### Extrait source
===============
Charles Justin Damideau (1879-1915)

Charles Justin Damideau

 

Charles Justin Damideau voit le jour le 3 décembre 1879 à Trémonzey, une commune située au sud du département des Vosges, à la frontière de la Haute-Saône. Ce jour-là, sa mère, Marie Anne Catherine Royer, accouche de jumeaux, le second fut prénommé François Henri. Cette femme élève déjà trois enfants, deux garçons et une fille. Elle a également donné vie à un garçon qui n'a pas survécu à sa première année.

 

Le père, Charles Del Joseph, travaille comme manœuvre. Les parents sont tous deux âgés de 34 ans lorsque les actes de naissance sont enregistrés à la mairie de Trémonzey.

 

Le 31 janvier 1885, l’unique fille de la fratrie, Marie Berthe, décède à l’âge de 12 ans. Charles Justin et François Henri ont fêté leur 6e anniversaire quelques semaines auparavant.

 

Le frère aîné, Henri François, a plusieurs fois affaire à la justice. Celle-ci le condamne à trois reprises à des peines de prison pour des faits de violence. Le moment venu des obligations militaires, Henri François ne se présente pas devant le conseil de révision qui le déclare d’office bon pour le service armé. Envoyé au Tonkin, il y meurt à l’âge de 22 ans. Charles Justin et François Henri ont 9 ans.

 

Le second, Luc Joseph, est condamné à deux mois de prison pour filouterie d’aliments par le tribunal correctionnel de Versailles, en février 1896.

 

Charles Justin et François Henri quittent l’école communale en sachant lire, écrire et compter comme le confirment leurs fiches signalétiques et des services avec leur degré d’instruction de niveau 3. 

 

L’heure de porter l’uniforme approche pour les jumeaux en 1899. Le tirage au sort, qui définit le nombre d’années à passer sous les drapeaux, est moins favorable pour Charles. Avec sa boule n° 93, il en prend pour trois ans. Son frère est beaucoup plus « chanceux » avec son n° 38, il pourra retourner à la vie civile au bout d’une année de service actif.
===============
### Données fournies

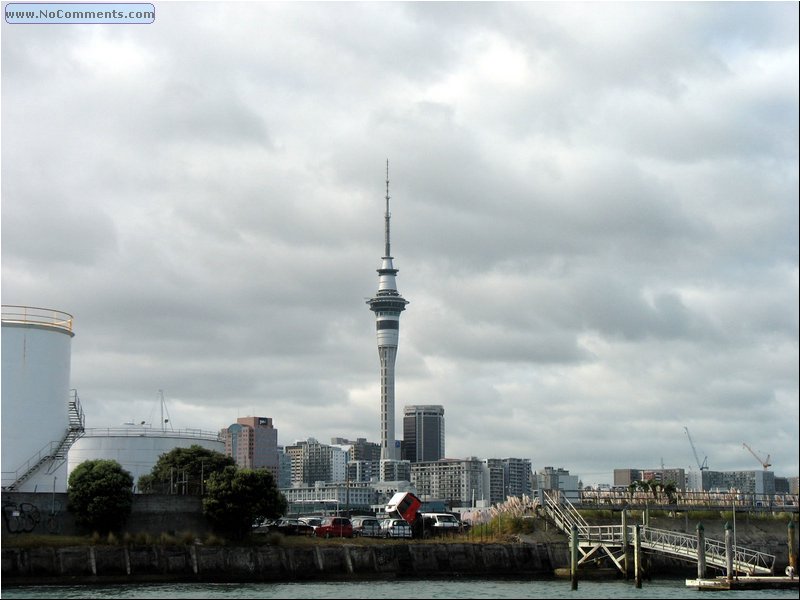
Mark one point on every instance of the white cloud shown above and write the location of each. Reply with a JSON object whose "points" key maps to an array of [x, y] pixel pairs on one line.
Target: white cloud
===============
### Tâche demandée 1
Dans l'extrait sur Charles Justin Damideau, recopiez le passage allant de « Le second, Luc » jusqu'à « de niveau 3. » inclus, en renommant « Luc Joseph » en « Louis Joseph ».
### Tâche demandée 2
Comment traduit-on en anglais cette phrase de l'extrait sur Charles Justin Damideau : « Le père, Charles Del Joseph, travaille comme manœuvre. » ?
### Tâche demandée 3
Répondez à ces questions sur l'extrait consacré à Charles Justin Damideau :
(a) À quelle date Charles Justin Damideau est-il né ?
(b) À quel âge Marie Berthe est-elle décédée ?
(c) Quel numéro Charles a-t-il tiré au sort ?

### Résultat 1
Le second, Louis Joseph, est condamné à deux mois de prison pour filouterie d’aliments par le tribunal correctionnel de Versailles, en février 1896.

 

Charles Justin et François Henri quittent l’école communale en sachant lire, écrire et compter comme le confirment leurs fiches signalétiques et des services avec leur degré d’instruction de niveau 3.

### Résultat 2
The father, Charles Del Joseph, works as a laborer.

### Résultat 3
(a) Le 3 décembre 1879.
(b) À 12 ans.
(c) Le n° 93.